Task requirements
Render every line below as a JSON list of strings, with one string for each line and blank lines omitted.

## START Data for this task

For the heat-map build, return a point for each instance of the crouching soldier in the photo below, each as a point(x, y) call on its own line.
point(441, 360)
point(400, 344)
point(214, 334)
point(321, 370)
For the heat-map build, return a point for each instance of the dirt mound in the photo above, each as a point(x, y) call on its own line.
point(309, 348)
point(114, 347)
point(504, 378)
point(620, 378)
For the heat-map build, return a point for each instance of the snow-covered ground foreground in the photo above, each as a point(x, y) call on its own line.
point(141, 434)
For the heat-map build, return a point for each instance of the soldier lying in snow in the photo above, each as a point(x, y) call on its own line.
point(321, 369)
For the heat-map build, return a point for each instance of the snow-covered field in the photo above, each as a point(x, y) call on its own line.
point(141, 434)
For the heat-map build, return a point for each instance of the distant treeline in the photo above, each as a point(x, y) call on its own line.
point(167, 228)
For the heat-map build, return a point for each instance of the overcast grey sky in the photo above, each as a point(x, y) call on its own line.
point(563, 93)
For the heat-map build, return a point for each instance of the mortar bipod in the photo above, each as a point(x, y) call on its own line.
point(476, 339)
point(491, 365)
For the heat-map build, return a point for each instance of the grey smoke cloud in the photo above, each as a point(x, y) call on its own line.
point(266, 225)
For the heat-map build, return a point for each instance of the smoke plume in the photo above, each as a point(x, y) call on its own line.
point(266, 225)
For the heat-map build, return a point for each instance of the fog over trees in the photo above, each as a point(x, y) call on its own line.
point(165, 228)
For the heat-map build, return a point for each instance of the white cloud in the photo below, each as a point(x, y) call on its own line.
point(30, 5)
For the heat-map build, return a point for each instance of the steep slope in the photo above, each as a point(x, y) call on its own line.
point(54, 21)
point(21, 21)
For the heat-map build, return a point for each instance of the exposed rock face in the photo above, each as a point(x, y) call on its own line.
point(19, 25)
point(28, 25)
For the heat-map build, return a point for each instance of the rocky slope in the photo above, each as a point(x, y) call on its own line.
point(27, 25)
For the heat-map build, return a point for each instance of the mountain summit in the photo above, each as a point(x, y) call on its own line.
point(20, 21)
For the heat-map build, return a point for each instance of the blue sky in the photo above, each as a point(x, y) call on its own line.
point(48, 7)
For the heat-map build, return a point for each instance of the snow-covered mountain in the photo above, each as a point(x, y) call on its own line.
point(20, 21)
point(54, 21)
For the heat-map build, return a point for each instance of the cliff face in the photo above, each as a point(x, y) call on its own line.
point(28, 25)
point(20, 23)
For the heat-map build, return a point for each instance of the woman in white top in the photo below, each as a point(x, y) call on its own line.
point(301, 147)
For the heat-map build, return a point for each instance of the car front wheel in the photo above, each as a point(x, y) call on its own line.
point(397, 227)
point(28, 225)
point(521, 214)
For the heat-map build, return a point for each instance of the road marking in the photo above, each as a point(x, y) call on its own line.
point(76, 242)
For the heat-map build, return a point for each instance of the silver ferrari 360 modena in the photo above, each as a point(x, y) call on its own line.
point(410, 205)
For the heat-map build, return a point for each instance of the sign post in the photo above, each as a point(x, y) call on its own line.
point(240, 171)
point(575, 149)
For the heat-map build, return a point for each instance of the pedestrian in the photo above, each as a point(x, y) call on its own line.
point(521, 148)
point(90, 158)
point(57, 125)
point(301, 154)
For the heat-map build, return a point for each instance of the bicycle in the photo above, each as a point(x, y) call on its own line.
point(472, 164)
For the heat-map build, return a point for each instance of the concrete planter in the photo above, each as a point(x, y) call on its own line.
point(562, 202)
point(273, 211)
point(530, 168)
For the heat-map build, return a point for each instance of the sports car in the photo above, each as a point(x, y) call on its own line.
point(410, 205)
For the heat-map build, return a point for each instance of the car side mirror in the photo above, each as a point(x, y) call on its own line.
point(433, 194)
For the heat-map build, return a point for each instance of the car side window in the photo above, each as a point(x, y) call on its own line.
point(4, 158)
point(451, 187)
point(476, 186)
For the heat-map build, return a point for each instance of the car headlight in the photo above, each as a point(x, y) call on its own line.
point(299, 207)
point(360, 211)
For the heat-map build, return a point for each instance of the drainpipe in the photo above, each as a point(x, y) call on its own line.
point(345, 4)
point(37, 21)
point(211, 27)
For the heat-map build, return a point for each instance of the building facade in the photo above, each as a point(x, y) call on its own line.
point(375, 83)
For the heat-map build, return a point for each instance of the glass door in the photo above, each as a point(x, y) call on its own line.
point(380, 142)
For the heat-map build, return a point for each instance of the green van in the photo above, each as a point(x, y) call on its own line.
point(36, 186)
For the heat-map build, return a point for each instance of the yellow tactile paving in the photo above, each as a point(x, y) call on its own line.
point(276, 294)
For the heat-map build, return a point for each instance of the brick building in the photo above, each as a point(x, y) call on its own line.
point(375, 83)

## END Data for this task

Complete response
[
  "For the heat-map build, return a point for each instance of the crouching soldier in the photo below, each as a point(x, y) call on its own line.",
  "point(441, 360)",
  "point(400, 344)",
  "point(214, 334)",
  "point(321, 370)",
  "For the heat-map build, return a point for each instance of the dirt mound in the photo above, each as a point(x, y) call on its own line.",
  "point(309, 348)",
  "point(114, 347)",
  "point(504, 378)",
  "point(620, 378)",
  "For the heat-map build, return a point for each instance of the snow-covered ground foreground in the photo above, each as a point(x, y) call on its own line.",
  "point(141, 434)",
  "For the heat-map build, return a point for each instance of the soldier lying in snow in the photo above, each as a point(x, y) call on its own line.",
  "point(321, 369)",
  "For the heat-map build, return a point for each instance of the snow-covered field in the photo above, each as a point(x, y) call on its own line.",
  "point(141, 434)",
  "For the heat-map build, return a point for each instance of the distant treeline in the photo above, each as a point(x, y) call on its own line.",
  "point(167, 228)",
  "For the heat-map build, return a point for each instance of the overcast grey sky in the photo above, each as a point(x, y) call on its own line.",
  "point(563, 93)",
  "For the heat-map build, return a point for each instance of the mortar bipod in the photo above, each as a point(x, y) call on its own line.",
  "point(476, 339)",
  "point(491, 365)",
  "For the heat-map build, return a point for each instance of the grey smoke cloud in the photo above, each as a point(x, y) call on its own line.",
  "point(266, 225)",
  "For the heat-map build, return a point for each instance of the smoke plume in the photo above, each as a point(x, y) call on its own line.",
  "point(266, 225)",
  "For the heat-map build, return a point for each instance of the fog over trees in the photo above, each as a point(x, y) call on its own line.",
  "point(165, 228)",
  "For the heat-map build, return a point for each instance of the white cloud in the photo below, each as a point(x, y) call on its own line.",
  "point(30, 5)",
  "For the heat-map build, return a point for each instance of the steep slope in the photo above, each as a point(x, y) call on its own line.",
  "point(54, 21)",
  "point(21, 21)",
  "For the heat-map build, return a point for each instance of the exposed rock face in the photo above, each as a point(x, y) call on its own line.",
  "point(19, 25)",
  "point(28, 25)",
  "For the heat-map build, return a point for each instance of the rocky slope in the photo above, each as a point(x, y) call on its own line.",
  "point(27, 25)",
  "For the heat-map build, return a point for each instance of the mountain summit in the photo above, each as a point(x, y) call on its own line.",
  "point(20, 21)",
  "For the heat-map build, return a point for each instance of the blue sky in the photo above, each as a point(x, y) call on its own line.",
  "point(48, 7)",
  "For the heat-map build, return a point for each instance of the snow-covered mountain in the photo above, each as a point(x, y) call on its own line.",
  "point(20, 21)",
  "point(54, 21)",
  "For the heat-map build, return a point for each instance of the cliff face in the photo above, each as a point(x, y) call on its own line.",
  "point(28, 25)",
  "point(20, 23)",
  "For the heat-map build, return a point for each instance of the woman in white top in the photo below, each as a point(x, y) call on its own line.",
  "point(301, 147)",
  "For the heat-map build, return a point for each instance of the car front wheel in the photo above, each as a point(x, y) call on its own line.",
  "point(397, 227)",
  "point(28, 225)",
  "point(521, 214)",
  "For the heat-map build, return a point for each instance of the road marking in the photo above, each as a point(x, y) call on its own line.",
  "point(76, 242)",
  "For the heat-map build, return a point for each instance of the silver ferrari 360 modena in the photo above, each as a point(x, y) call on its own line.",
  "point(410, 205)",
  "For the heat-map build, return a point for each instance of the sign post in the photo above, each as a point(x, y) call on its own line.",
  "point(240, 171)",
  "point(575, 149)",
  "For the heat-map build, return a point for each instance of the pedestrian in the photo above, each as a point(x, y) call on its own line.",
  "point(521, 148)",
  "point(90, 158)",
  "point(57, 125)",
  "point(301, 154)",
  "For the heat-map build, return a point for each instance of the bicycle in the photo above, each as a point(x, y) call on its own line.",
  "point(472, 164)",
  "For the heat-map build, return a point for each instance of the concrete planter in the photo above, each as a point(x, y) call on its own line.",
  "point(562, 202)",
  "point(273, 211)",
  "point(530, 168)",
  "For the heat-map build, return a point for each instance of the sports car in the photo above, each as a point(x, y) call on its own line.",
  "point(410, 205)",
  "For the heat-map build, return a point for each instance of the car side mirror in the photo above, each as a point(x, y) call on its own line.",
  "point(433, 194)",
  "For the heat-map build, return a point for each instance of the car side window in the photo above, each as a point(x, y) call on its own line.",
  "point(4, 158)",
  "point(451, 187)",
  "point(476, 186)",
  "For the heat-map build, return a point for each instance of the car headlight in the photo above, each as a point(x, y) call on its own line.",
  "point(299, 207)",
  "point(360, 211)",
  "For the heat-map build, return a point for each instance of the drainpipe in the photo above, each as a point(x, y) call on its own line.",
  "point(345, 4)",
  "point(37, 21)",
  "point(211, 27)",
  "For the heat-map build, return a point for each instance of the building facade in the photo above, each as a point(x, y) call on its own line.",
  "point(375, 83)",
  "For the heat-map build, return a point for each instance of the glass door in the photo above, each as a point(x, y) call on its own line.",
  "point(380, 142)",
  "For the heat-map build, return a point for each instance of the green van in the photo above, each as a point(x, y) call on its own line.",
  "point(36, 186)",
  "For the heat-map build, return a point for each instance of the yellow tactile paving in the photo above, each as a point(x, y) call on its own line.",
  "point(276, 294)",
  "For the heat-map build, return a point for each instance of the brick building in the photo above, each as a point(x, y) call on its own line.",
  "point(375, 83)"
]